Re: Document is missing mandatory uniqueKey field: id for Solr PDF indexing

Posted by Jan Høydahl <ja...@cominvent.com>.

http://wiki.apache.org/solr/post.jar

--
Jan Høydahl, search solution architect
Cominvent AS - www.cominvent.com
Solr Training - www.solrtraining.com

26. apr. 2013 kl. 13:28 skrev Furkan KAMACI <fu...@gmail.com>:

> Hi Raymond;
> 
> Now I get that error: SimplePostTool: WARNING: IOException while reading
> response: java.io.FileNotFoundException:
> 
> 2013/4/26 Raymond Wiker <rw...@gmail.com>
> 
>> You could start by doing
>> 
>> java post.jar -help
>> 
>> --- the 7th example shows exactly what you need to do to add a document id.
>> 
>> On Fri, Apr 26, 2013 at 11:30 AM, Furkan KAMACI <furkankamaci@gmail.com
>>> wrote:
>> 
>>> I use Solr 4.2.1 and these are my fields:
>>> 
>>> <field name="id" type="string" indexed="true" stored="true"
>> required="true"
>>> multiValued="false" />
>>> <field name="text" type="text_general" indexed="true" stored="true"/>
>>> 
>>> 
>>> <!-- Common metadata fields, named specifically to match up with
>>> SolrCell metadata when parsing rich documents such as Word, PDF.

▸ **Dataset entries**

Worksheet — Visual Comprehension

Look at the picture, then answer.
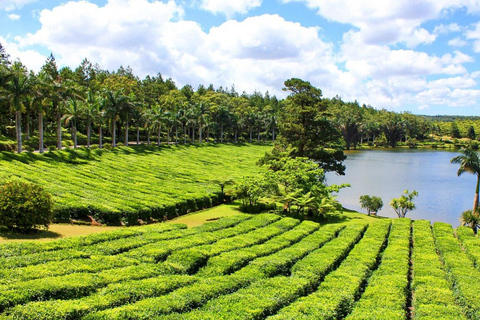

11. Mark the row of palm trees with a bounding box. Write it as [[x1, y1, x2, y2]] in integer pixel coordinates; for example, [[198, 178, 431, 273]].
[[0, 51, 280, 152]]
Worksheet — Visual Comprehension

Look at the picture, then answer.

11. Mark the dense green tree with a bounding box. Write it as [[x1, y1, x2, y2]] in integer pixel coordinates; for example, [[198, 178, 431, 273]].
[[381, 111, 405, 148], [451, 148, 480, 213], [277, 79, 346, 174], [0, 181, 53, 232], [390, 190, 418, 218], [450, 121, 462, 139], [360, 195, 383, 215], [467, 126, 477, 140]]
--
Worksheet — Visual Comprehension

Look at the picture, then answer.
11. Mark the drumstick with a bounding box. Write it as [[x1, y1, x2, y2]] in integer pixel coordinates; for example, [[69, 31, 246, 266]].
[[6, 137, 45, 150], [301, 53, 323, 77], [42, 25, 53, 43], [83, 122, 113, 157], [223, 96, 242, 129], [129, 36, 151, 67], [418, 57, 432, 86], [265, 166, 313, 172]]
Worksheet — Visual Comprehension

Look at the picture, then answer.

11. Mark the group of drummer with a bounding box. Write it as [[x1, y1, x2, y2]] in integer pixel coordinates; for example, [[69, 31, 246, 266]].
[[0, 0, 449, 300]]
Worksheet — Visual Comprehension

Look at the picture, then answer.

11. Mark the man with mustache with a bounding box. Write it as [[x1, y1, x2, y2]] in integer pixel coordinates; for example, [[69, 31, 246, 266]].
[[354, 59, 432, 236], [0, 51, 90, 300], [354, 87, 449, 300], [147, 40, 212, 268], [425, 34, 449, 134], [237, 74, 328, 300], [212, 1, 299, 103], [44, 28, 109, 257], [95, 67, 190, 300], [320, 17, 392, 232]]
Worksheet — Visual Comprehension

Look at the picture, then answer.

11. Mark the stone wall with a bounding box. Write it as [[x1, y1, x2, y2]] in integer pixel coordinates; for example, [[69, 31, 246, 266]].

▸ **Goal**
Could you continue the Solr mailing-list thread above, about the missing uniqueKey field during PDF indexing, from the point where it stops?

▸ **Result for this exercise**
>>> Some fields are multiValued only because Tika currently may return
>>> multiple values for them. Some metadata is parsed from the documents,
>>> but there are some which come from the client context:
>>> "content_type": From the HTTP headers of incoming stream
>>> "resourcename": From SolrCell request param resource.name
>>> -->
>>> <field name="title" type="text_general" indexed="true" stored="true"
>>> multiValued="true"/>
>>> <field name="subject" type="text_general" indexed="true" stored="true"/>
>>> <field name="description" type="text_general" indexed="true"
>>> stored="true"/>
>>> <field name="comments" type="text_general" indexed="true" stored="true"/>
>>> <field name="author" type="text_general" indexed="true" stored="true"/>
>>> <field name="keywords" type="text_general" indexed="true" stored="true"/>
>>> <field name="category" type="text_general" indexed="true" stored="true"/>
>>> <field name="resourcename" type="text_general" indexed="true"
>>> stored="true"/>
>>> <field name="url" type="text_general" indexed="true" stored="true"/>
>>> <field name="content_type" type="string" indexed="true" stored="true"
>>> multiValued="true"/>
>>> <field name="last_modified" type="date" indexed="true" stored="true"/>
>>> <field name="links" type="string" indexed="true" stored="true"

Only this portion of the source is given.